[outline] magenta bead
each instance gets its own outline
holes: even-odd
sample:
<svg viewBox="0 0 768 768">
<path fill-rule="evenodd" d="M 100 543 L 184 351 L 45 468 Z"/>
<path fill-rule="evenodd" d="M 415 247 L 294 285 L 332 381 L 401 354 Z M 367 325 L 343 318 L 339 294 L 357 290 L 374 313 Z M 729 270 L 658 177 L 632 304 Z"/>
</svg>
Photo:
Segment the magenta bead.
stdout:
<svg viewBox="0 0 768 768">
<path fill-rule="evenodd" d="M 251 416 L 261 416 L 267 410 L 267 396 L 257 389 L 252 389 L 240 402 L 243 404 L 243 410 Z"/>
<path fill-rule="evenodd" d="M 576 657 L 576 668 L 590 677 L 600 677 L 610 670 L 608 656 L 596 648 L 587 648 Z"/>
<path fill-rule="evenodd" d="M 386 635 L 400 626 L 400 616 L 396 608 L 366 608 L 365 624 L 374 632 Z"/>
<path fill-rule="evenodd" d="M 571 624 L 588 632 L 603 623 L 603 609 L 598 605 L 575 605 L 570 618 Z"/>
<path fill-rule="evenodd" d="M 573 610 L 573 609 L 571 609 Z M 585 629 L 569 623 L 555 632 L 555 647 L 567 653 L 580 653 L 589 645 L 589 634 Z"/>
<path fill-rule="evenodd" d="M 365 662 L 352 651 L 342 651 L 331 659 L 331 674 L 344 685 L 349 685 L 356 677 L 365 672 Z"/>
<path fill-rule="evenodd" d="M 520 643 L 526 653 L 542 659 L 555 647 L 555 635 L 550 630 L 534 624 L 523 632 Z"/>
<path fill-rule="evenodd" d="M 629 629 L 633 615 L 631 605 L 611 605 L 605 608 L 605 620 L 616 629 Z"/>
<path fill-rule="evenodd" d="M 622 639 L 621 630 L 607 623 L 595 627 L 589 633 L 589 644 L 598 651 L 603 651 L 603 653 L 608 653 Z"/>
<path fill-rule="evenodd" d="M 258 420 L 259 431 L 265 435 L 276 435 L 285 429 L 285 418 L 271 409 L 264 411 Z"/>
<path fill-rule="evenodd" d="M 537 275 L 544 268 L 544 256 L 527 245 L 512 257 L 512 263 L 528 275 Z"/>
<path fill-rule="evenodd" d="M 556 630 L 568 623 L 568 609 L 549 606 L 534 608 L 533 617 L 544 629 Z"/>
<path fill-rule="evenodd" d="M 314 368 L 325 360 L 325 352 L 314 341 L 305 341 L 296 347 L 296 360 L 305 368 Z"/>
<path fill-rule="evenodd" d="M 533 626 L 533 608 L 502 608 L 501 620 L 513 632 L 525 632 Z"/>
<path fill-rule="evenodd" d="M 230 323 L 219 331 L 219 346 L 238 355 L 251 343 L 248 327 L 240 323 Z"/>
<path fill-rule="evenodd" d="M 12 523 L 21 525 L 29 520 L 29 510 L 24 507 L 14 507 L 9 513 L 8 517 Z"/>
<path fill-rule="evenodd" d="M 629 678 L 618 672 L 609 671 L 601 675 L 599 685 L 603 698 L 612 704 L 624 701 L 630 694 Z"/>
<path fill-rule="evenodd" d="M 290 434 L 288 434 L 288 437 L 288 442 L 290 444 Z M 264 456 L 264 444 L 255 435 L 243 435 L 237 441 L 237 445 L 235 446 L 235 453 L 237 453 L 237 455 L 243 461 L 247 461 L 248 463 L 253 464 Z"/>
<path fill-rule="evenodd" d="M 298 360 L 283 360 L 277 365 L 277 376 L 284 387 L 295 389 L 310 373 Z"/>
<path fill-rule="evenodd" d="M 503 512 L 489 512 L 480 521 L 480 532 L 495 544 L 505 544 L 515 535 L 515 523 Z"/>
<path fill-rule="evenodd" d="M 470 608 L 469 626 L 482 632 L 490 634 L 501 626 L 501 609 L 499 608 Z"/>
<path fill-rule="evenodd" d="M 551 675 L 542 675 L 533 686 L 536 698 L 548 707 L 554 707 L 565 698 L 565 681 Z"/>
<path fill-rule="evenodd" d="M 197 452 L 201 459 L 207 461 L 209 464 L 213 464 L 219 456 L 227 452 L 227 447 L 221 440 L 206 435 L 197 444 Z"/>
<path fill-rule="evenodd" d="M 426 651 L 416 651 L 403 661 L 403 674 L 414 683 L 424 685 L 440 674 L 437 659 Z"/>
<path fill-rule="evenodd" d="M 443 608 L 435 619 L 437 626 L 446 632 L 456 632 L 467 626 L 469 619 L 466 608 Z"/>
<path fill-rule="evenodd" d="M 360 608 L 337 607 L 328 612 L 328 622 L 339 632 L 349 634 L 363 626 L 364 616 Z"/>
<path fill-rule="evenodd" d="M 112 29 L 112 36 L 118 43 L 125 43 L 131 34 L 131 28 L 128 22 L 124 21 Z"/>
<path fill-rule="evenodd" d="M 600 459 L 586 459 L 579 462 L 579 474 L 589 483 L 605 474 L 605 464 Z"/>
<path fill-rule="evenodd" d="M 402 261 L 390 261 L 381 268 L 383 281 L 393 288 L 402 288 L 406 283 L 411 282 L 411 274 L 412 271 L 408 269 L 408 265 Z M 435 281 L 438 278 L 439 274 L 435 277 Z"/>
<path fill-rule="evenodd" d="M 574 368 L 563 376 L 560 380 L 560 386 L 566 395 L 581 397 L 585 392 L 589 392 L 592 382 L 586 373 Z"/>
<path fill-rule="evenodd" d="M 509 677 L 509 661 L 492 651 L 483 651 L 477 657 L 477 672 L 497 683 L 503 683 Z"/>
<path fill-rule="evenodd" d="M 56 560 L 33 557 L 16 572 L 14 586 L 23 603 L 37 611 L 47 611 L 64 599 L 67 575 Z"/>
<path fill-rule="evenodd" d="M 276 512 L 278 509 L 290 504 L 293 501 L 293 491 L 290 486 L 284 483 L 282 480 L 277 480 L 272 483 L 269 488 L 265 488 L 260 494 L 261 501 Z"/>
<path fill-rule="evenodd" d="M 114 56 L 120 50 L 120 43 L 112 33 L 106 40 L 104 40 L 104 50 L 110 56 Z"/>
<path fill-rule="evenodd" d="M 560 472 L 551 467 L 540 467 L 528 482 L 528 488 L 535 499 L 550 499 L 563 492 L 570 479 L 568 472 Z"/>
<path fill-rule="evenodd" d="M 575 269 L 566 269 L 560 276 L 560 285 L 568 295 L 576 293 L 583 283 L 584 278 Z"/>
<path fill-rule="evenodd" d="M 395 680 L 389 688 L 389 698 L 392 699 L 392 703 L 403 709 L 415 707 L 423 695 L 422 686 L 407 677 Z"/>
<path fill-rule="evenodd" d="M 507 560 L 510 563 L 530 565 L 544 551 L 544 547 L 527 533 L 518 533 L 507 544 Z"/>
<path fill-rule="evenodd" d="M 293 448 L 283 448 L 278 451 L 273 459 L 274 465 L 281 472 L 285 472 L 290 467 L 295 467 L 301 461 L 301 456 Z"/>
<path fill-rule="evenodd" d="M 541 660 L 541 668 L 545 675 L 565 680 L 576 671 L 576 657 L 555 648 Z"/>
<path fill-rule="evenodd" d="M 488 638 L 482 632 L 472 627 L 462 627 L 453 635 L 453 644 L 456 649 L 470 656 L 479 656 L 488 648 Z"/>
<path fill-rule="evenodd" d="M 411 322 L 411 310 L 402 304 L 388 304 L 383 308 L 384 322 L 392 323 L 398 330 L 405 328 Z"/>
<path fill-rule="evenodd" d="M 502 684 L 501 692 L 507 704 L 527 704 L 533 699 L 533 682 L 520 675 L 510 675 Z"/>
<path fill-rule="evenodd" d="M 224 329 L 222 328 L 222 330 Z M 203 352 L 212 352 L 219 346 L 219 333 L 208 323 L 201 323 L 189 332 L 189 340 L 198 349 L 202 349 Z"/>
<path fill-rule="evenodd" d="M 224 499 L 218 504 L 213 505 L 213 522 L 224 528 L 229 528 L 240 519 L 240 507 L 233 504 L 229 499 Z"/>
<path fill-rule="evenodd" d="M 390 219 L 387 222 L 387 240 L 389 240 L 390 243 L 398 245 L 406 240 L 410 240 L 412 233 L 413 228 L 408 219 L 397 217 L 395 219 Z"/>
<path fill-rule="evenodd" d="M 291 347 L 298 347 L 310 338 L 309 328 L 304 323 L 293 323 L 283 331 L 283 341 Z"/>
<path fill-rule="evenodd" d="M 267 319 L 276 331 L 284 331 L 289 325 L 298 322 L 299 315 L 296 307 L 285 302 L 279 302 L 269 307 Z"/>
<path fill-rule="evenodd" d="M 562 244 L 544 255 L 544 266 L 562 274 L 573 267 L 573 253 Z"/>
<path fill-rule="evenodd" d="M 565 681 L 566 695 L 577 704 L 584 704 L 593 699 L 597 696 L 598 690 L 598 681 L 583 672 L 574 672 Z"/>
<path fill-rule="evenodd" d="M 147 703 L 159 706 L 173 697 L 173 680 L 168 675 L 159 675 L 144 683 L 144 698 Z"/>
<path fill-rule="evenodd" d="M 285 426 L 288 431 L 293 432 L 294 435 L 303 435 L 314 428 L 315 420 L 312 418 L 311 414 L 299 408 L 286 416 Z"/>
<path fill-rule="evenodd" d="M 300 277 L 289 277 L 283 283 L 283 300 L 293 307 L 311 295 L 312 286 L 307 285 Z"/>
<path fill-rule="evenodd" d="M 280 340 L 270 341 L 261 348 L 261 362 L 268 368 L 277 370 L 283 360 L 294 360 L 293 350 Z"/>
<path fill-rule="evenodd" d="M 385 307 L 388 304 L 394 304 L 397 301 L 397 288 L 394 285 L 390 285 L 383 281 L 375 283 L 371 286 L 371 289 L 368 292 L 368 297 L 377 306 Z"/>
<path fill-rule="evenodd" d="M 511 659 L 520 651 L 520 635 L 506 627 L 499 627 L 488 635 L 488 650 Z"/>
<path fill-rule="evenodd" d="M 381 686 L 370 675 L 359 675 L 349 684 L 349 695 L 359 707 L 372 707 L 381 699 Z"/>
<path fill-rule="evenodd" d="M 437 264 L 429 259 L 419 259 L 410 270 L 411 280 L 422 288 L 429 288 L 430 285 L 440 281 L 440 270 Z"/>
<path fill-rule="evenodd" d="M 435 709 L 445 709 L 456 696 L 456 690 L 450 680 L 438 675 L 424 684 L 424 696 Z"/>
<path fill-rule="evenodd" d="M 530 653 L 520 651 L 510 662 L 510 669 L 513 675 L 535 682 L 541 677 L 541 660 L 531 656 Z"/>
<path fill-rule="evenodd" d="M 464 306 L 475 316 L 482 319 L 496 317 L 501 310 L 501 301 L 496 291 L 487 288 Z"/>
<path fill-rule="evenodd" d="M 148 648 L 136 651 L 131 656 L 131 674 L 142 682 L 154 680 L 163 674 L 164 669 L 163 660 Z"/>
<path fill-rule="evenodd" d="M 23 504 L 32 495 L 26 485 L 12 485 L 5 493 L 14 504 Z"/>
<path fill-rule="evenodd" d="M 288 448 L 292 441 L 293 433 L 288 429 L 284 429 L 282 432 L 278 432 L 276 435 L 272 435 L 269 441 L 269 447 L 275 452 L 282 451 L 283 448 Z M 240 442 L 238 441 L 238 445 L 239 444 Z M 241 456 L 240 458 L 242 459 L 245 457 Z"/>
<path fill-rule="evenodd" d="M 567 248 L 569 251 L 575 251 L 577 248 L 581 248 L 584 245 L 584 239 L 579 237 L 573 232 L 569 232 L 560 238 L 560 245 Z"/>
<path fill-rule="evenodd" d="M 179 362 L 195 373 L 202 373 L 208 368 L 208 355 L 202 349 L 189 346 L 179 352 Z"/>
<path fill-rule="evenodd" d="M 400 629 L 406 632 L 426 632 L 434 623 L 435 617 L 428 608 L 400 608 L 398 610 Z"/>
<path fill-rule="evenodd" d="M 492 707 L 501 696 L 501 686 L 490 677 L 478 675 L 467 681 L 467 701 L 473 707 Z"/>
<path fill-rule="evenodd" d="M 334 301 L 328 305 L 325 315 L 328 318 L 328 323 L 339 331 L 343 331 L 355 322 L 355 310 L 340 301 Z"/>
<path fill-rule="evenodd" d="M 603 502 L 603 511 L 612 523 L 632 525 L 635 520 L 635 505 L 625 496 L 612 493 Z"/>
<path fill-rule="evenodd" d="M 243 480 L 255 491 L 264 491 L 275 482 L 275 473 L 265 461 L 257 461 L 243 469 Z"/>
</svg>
•••••
=== ASSIGNMENT ===
Would you output, from the records above, exactly the run of lines that starts at the line containing "each instance gets its own outline" and ends at the line containing "Segment the magenta bead.", and only that run?

=== RESPONSE TO THE EXERCISE ===
each instance gets its own outline
holes: even-odd
sample:
<svg viewBox="0 0 768 768">
<path fill-rule="evenodd" d="M 100 543 L 184 351 L 45 468 Z"/>
<path fill-rule="evenodd" d="M 415 247 L 294 285 L 332 381 L 401 354 Z M 367 325 L 343 318 L 339 294 L 357 290 L 374 313 Z M 729 270 L 658 177 L 632 304 Z"/>
</svg>
Photo:
Segment the magenta bead.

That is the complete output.